┌─ PROVIDED TEXT

Earle Havens, the curator of rare books and manuscripts at the Sheridan Libraries, says of catalogs like the Historia naturale, "People sometimes refer to these volumes as 'paper museums.'" Often they are all that remains. "The original museums almost never survive. The only place they survive is in books."
Havens knew about the Historia naturale, which is not only a beautiful book but has a remarkable engraving on its first pages—the oldest known image of a natural history museum. The Sheridan Libraries holds one of the world's most extensive collections of books that document the development of museums (including a 1599 copy of Historia naturale), and when Havens learned in late 2011 that a fine copy of the rare second edition of Imperato's volume had become available in the antiquarian book trade, he bought it for the Sheridan Libraries. The dealer, an established antiquarian bookseller who had done business with the Sheridan Libraries for years, had acquired the Historia naturale from an Italian auction house in Florence.
No one involved in the auction realized that the book had been purloined, probably not long before it was sold through the auctioneers, which is not unusual in the world of rare and unique books. The theft was not discovered and reported to Italian police until May 2013. Later that same year, the dealer called the Sheridan Libraries to inform Havens of the authorities' suspicion that the book had been stolen, and not long after that, an agent from ICE's Homeland Security Investigations arrived unannounced to claim it. As soon as Havens could verify that the copy of the book in the library's possession was indeed the pilfered volume described in official documents, Johns Hopkins arranged for its return. The dealer, who was not at fault (blame for insufficient diligence probably falls on the auction house, though the large majority of rare books have little or no evidence of former ownership), refunded the purchase price.
Havens was sorry to part with the book, but the tale has a happy ending. Not long after he gave back that copy of the Historia naturale, a better 1672 edition in deluxe condition—one of the finest copies in the world—came on the market and the library elected immediately to acquire it. In the Department of Special Collections in the Brody Learning Commons on the Homewood campus, Havens shows off this edition, of which only a handful are known to exist in such beautiful form: not as one bound book but two large volumes on heavy and expensive paper, in the original bindings, printed in red and black ink, with the all-important opening engraving untrimmed and so large it must be folded out to be fully seen and appreciated. The many other engravings in the book are superior to those of the copy that was stolen, too, for they are all early strikes of the plates, which wore down over time, making inferior impressions later in the print run. In all respects, it's a finer book than the one that had been filched from the Italian agricultural library. "I'm so relieved it worked out this way," Havens says. "Hopkins really lucked out."

└─
┌─ DATA PROVIDED

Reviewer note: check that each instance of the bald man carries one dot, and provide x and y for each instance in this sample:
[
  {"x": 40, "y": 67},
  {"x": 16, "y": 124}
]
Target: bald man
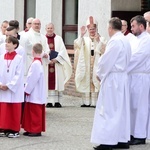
[
  {"x": 147, "y": 18},
  {"x": 32, "y": 37}
]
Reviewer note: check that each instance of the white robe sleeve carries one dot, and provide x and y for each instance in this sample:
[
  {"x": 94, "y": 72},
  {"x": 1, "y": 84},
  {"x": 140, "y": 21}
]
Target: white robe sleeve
[
  {"x": 18, "y": 78},
  {"x": 107, "y": 61},
  {"x": 140, "y": 57},
  {"x": 32, "y": 78}
]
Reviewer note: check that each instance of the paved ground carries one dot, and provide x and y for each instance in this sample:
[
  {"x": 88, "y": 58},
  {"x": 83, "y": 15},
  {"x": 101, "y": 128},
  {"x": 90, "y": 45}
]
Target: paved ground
[{"x": 68, "y": 128}]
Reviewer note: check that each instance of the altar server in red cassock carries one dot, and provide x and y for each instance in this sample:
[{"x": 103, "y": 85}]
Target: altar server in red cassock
[
  {"x": 11, "y": 89},
  {"x": 34, "y": 112},
  {"x": 60, "y": 68}
]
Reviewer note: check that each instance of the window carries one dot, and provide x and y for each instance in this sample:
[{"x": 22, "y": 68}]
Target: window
[
  {"x": 29, "y": 9},
  {"x": 145, "y": 5},
  {"x": 70, "y": 21}
]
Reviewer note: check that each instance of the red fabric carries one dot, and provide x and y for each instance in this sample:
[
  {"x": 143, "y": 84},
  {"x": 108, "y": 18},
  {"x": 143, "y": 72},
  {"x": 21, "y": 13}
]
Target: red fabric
[
  {"x": 127, "y": 32},
  {"x": 34, "y": 118},
  {"x": 36, "y": 58},
  {"x": 26, "y": 94},
  {"x": 51, "y": 78},
  {"x": 10, "y": 116},
  {"x": 26, "y": 30},
  {"x": 51, "y": 75},
  {"x": 10, "y": 56}
]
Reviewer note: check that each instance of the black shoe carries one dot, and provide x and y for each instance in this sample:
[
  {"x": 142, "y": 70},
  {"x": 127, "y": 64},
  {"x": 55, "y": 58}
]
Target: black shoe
[
  {"x": 85, "y": 105},
  {"x": 32, "y": 134},
  {"x": 121, "y": 145},
  {"x": 49, "y": 105},
  {"x": 92, "y": 106},
  {"x": 26, "y": 133},
  {"x": 103, "y": 147},
  {"x": 57, "y": 105},
  {"x": 137, "y": 141}
]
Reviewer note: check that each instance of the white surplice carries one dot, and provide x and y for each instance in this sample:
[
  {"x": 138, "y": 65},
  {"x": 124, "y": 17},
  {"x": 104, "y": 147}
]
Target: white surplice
[
  {"x": 82, "y": 62},
  {"x": 112, "y": 117},
  {"x": 139, "y": 71},
  {"x": 27, "y": 40},
  {"x": 13, "y": 79},
  {"x": 35, "y": 84},
  {"x": 63, "y": 69}
]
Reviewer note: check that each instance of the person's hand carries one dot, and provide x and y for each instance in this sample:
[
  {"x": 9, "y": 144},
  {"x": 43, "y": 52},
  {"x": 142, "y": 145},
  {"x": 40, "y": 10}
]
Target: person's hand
[
  {"x": 45, "y": 56},
  {"x": 54, "y": 61},
  {"x": 98, "y": 78},
  {"x": 83, "y": 31},
  {"x": 51, "y": 62},
  {"x": 0, "y": 87},
  {"x": 4, "y": 87},
  {"x": 97, "y": 37}
]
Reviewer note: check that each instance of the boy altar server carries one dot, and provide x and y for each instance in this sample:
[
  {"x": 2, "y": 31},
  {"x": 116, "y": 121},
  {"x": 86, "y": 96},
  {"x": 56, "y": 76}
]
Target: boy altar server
[
  {"x": 111, "y": 124},
  {"x": 11, "y": 89},
  {"x": 34, "y": 112}
]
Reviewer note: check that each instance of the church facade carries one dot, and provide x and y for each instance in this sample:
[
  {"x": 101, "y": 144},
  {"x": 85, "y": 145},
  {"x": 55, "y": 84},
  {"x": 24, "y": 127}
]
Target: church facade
[{"x": 69, "y": 15}]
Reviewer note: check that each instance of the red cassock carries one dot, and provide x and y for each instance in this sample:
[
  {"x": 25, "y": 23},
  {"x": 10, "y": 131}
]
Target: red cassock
[
  {"x": 51, "y": 68},
  {"x": 34, "y": 117},
  {"x": 10, "y": 115}
]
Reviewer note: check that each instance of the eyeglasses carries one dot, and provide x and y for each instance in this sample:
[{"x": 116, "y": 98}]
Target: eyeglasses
[
  {"x": 148, "y": 22},
  {"x": 37, "y": 24}
]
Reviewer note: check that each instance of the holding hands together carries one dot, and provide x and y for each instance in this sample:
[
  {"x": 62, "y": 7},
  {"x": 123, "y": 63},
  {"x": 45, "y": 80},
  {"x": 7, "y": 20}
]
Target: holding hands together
[{"x": 3, "y": 87}]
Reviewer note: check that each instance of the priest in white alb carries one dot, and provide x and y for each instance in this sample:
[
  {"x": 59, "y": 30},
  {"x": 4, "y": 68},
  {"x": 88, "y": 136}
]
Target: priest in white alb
[{"x": 111, "y": 126}]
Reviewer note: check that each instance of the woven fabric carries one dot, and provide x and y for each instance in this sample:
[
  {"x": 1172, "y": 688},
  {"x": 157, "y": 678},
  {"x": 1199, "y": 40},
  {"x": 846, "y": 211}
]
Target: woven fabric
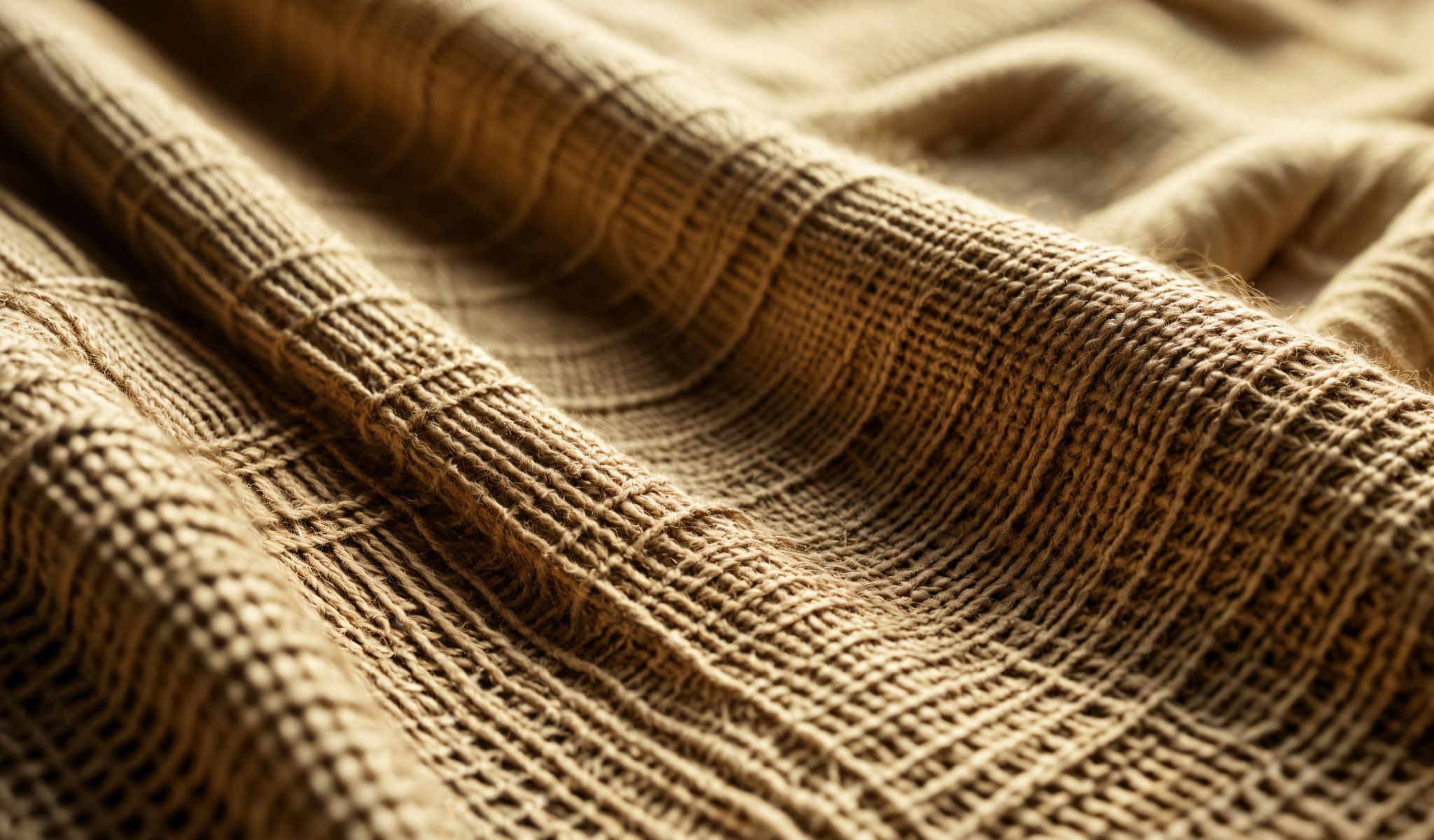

└─

*STATED GOAL*
Answer from the text on the Historia naturale:
(a) In which city was the Italian auction house from which the dealer acquired the book?
(b) In what month and year was the theft reported to Italian police?
(c) Into how many volumes is the deluxe 1672 edition divided?

*RESULT BELOW*
(a) Florence
(b) May 2013
(c) Two